SOURCE DOCUMENT START
Current Configuration

  • Vocabulary Size: Dynamic (up to 50,000 tokens)
  • Embedding Dimension: 128 (configurable)
  • Hidden Dimension: 256 (configurable)
  • Max Sequence Length: 256 tokens
  • Architecture Options: Transformer, TRM, Diffusion, Mamba, RG-LRU, MoH-RG-LRU
  • Normalization: Richards-based Dynamic Tanh Normalization
  • Positional Encoding: CoPE (Context-aware Positional Encoding)
  • Activation: Richards GLU and SwiGLU
  • Temporal Mixing: Attention or RG-LRU (configurable per transformer block)
  • Speculative Sampling: Transformer and Diffusion modes with configurable gamma and tau

Training Details

  • Optimizer: Adam with gradient clipping
  • Learning Rates: Configurable per phase
  • Loss Function: Cross-entropy with label smoothing
  • Regularization: L2 regularization, gradient norm monitoring
  • Batch Processing: Gradient accumulation for large batches

Advanced Features

Speculative Sampling

  • Draft Model: Fast approximation model
  • Verification Model: Full model for validation
  • Gamma Parameter: Controls speculation aggressiveness
  • Tau Parameter: Controls acceptance threshold
  • Transformer Support: New speculative sampling implementation for transformer models
  • Diffusion Support: Existing speculative sampling for diffusion models

Mamba Architecture

  • Selective SSM: State-space models with input-dependent parameters
  • Causal Convolution: Depthwise convolution for sequence processing
  • Selective Scan: Efficient sequence processing with selective state updates

RG-LRU Architecture

  • Real-Gated Recurrence: Trainable temporal mixing with gated updates
  • Diagonal Recurrence: Stable recurrence with diagonal parameterization
  • Multi-head Support: MoH-RG-LRU combines multiple heads with learned gating

Diffusion Models

  • Karras Schedule: Noise scheduling for diffusion
  • SNR Weighting: Signal-to-noise ratio based training
  • Latent Diffusion: Efficient latent space processing

Mixture of Experts

  • Expert Routing: Top-k gating with load balancing
  • Adaptive Depth: Dynamic layer selection
  • Threshold Prediction: Learned routing thresholds

🔧 Development & Testing

Running Tests

# Run all tests (183+ unit tests)
cargo test --lib

# Run integration tests
cargo test --test transformer_block_stability
cargo test --test model_persistence_roundtrip

# Run attention tests
cargo test --test attention_parallel

# Run with clippy for code quality
cargo clippy --tests -- -D warnings

# Build optimized version
cargo build --release

# Run with verbose output
cargo test -- --nocapture

# Test specific architectures
cargo test --lib -- --test-threads=1  # For deterministic test ordering

Test Coverage

  • 183+ Unit Tests: Core functionality validation
  • Property-Based Tests: Mathematical invariants using proptest
  • Edge Case Testing: Boundary conditions and error handling
  • Stability Tests: Gradient boundedness and numerical stability
  • Integration Tests: End-to-end workflow validation

Observability

Structured logging via tracing crate:

# Set log level
RUST_LOG=debug cargo run
RUST_LOG=info cargo run   # Default
RUST_LOG=warn cargo run   # Warnings only
RUST_LOG=error cargo run   # Errors only

Example training output:

INFO  llm::training: Starting pre-training phase
INFO  llm::training: Epoch 1/100 - loss: 2.3456, grad_norm: 0.1234
INFO  llm::training: Epoch 2/100 - loss: 2.1234, grad_norm: 0.0987
INFO  llm::training: Transitioning to instruction tuning phase

📊 Dependencies

Minimal dependency footprint:

  • ndarray - N-dimensional arrays for matrix operations
  • rand + rand_distr - Random number generation
  • serde + serde_json - Serialization
  • tracing - Structured logging
  • rayon - Parallel processing
  • sha2 - Cryptographic hashing for integrity checks

No PyTorch, TensorFlow, or Candle - pure Rust implementation!
SOURCE DOCUMENT END
=== PROBLEM ===
Carry on the README for the Rust language model from the point where it ends. The data is not needed.
STUDY MATERIAL START
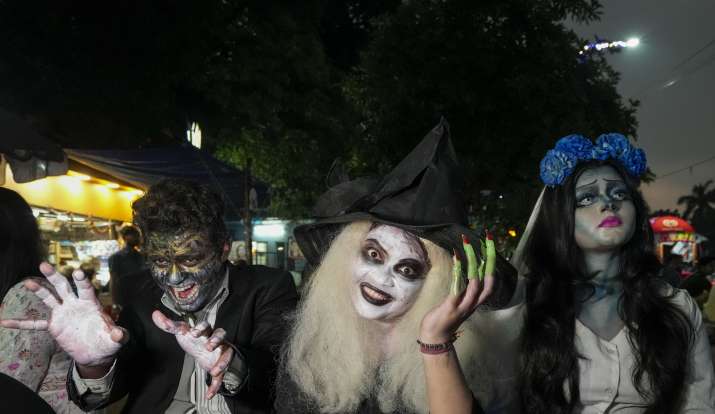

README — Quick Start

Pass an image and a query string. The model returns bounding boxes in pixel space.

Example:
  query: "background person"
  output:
[109,225,145,306]
[0,180,297,414]
[0,187,93,413]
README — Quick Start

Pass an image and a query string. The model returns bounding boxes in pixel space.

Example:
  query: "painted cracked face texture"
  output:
[574,166,636,252]
[351,225,430,321]
[146,231,225,312]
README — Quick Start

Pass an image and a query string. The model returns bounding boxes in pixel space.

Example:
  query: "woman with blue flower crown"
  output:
[420,134,715,414]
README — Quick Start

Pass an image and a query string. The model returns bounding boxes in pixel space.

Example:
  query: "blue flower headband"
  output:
[540,134,647,186]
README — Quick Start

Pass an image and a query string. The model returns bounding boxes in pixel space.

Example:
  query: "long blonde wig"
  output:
[281,221,496,413]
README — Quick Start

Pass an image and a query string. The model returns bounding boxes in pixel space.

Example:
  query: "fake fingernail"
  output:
[484,232,497,275]
[462,234,477,279]
[449,252,464,296]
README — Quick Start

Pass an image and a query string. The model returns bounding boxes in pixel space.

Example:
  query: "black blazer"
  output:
[68,265,297,414]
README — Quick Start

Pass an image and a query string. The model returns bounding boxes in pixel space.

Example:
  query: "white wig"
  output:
[281,221,498,413]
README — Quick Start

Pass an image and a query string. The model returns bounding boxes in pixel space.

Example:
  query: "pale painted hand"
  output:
[420,235,496,344]
[151,310,234,399]
[0,263,129,367]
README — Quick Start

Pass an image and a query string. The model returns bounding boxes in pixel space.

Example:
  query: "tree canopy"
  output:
[0,0,637,228]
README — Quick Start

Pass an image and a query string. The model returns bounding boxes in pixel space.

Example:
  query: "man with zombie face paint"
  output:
[276,121,516,414]
[0,180,297,413]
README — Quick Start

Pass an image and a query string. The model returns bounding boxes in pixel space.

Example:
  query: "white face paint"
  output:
[574,165,636,253]
[351,225,430,321]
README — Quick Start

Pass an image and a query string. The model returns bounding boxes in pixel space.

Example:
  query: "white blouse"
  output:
[471,281,715,414]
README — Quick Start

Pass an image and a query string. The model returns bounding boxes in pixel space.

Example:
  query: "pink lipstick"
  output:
[598,216,623,227]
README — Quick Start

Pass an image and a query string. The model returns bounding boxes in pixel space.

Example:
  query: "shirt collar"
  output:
[161,266,229,326]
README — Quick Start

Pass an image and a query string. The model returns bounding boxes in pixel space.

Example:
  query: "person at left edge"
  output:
[2,180,297,413]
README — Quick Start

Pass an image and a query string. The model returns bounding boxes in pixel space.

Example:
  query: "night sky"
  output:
[570,0,715,213]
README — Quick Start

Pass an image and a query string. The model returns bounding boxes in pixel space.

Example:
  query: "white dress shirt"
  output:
[470,278,715,414]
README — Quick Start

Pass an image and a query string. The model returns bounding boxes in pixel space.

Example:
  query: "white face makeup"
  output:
[574,165,636,253]
[351,225,430,321]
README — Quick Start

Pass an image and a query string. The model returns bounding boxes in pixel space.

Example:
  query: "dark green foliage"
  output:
[348,0,636,230]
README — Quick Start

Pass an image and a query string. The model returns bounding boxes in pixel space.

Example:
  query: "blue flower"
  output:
[554,134,593,160]
[620,147,647,177]
[540,149,578,186]
[592,134,632,161]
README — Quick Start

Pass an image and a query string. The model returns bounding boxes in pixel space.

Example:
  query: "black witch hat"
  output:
[294,119,516,305]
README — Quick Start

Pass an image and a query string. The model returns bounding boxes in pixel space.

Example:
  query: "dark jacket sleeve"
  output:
[226,271,298,406]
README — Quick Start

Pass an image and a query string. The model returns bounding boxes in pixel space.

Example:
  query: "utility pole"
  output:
[243,158,253,265]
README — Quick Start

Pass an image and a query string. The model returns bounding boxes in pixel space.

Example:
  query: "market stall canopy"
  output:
[650,216,695,233]
[0,109,67,185]
[65,145,270,220]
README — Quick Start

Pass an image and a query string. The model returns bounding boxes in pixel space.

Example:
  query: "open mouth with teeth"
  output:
[171,283,199,303]
[360,282,394,306]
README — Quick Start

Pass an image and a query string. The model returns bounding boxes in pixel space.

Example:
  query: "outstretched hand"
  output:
[151,310,234,399]
[420,234,496,344]
[0,263,128,369]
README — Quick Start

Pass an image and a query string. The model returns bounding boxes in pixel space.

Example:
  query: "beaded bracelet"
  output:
[417,332,461,355]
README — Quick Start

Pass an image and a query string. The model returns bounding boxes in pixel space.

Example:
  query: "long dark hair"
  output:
[521,161,693,414]
[0,187,44,300]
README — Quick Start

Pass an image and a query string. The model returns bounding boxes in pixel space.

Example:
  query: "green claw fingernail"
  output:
[462,234,478,279]
[485,232,497,275]
[477,240,487,281]
[449,254,464,296]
STUDY MATERIAL END
=== OUTPUT OF THE TASK ===
🤝 Contributing

RustGPT welcomes contributions for learning and experimentation!

Current Architecture Options

  • Transformer: Standard transformer blocks
  • TRM: Transformer-Recurrent Mixture
  • Diffusion: Denoising diffusion models
  • Mamba: State-space models with selective scan
  • RG-LRU: Real-Gated Linear Recurrent Units

Areas for Contribution

  • 🚀 Beginner: Documentation, examples, test cases
  • 🔥 Intermediate: New layer types, decoding strategies
  • ⚡ Advanced: Architecture improvements, training optimizations

Getting Started

# Fork the repository
# Create a feature branch
git checkout -b feature/new-architecture

# Make changes and add tests
# Run the test suite
cargo test

# Submit a pull request

Code Quality Standards

  • Follow Rust conventions (cargo fmt)
  • Comprehensive test coverage for new features
  • Proper error handling (no panic!() calls)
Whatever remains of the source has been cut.